Recast the records from the line with "of boy's ear" up to and including the line with "[[358, 129, 367, 142], [219, 153, 231, 172]]" as a JSON list of strings, one string per line, leaving out blank lines.

## Begin RECORDS PROVIDED

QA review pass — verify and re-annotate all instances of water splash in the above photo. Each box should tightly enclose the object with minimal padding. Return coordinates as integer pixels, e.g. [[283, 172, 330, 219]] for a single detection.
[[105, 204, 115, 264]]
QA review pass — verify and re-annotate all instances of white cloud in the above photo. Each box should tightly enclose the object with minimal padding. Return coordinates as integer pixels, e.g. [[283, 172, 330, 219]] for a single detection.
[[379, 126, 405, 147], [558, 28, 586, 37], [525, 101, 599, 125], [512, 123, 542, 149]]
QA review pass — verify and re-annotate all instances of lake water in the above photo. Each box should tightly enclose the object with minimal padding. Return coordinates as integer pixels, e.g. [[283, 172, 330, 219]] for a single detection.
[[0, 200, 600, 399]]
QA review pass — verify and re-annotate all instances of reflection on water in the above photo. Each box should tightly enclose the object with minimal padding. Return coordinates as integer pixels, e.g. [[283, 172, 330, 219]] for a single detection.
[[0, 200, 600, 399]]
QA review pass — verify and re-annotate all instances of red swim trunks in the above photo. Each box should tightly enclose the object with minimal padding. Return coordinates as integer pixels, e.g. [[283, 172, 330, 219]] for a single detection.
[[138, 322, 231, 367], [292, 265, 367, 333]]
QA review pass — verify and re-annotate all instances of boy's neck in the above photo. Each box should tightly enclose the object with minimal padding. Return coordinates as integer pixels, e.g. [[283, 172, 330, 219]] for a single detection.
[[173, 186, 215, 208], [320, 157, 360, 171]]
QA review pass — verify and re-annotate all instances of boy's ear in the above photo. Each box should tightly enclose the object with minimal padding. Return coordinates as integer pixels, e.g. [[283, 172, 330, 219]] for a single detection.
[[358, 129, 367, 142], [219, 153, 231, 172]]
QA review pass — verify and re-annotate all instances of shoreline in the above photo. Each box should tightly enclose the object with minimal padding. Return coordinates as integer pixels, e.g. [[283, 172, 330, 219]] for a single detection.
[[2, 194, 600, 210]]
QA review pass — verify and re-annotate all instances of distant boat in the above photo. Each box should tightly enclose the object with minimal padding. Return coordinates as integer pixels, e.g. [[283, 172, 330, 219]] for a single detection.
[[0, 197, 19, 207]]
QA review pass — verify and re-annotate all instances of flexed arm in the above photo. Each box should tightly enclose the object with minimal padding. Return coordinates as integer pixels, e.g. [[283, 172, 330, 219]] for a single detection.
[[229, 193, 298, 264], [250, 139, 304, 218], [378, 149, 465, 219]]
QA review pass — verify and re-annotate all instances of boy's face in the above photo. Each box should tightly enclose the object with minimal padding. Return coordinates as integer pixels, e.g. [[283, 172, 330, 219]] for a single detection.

## End RECORDS PROVIDED

* [WRITTEN REPLY]
[
  "QA review pass — verify and re-annotate all instances of boy's ear in the above photo. Each box should tightly enclose the object with minimal padding. Return coordinates as integer pixels, e.g. [[283, 172, 330, 219]] for a single detection.",
  "[[358, 129, 367, 142], [219, 153, 231, 172]]"
]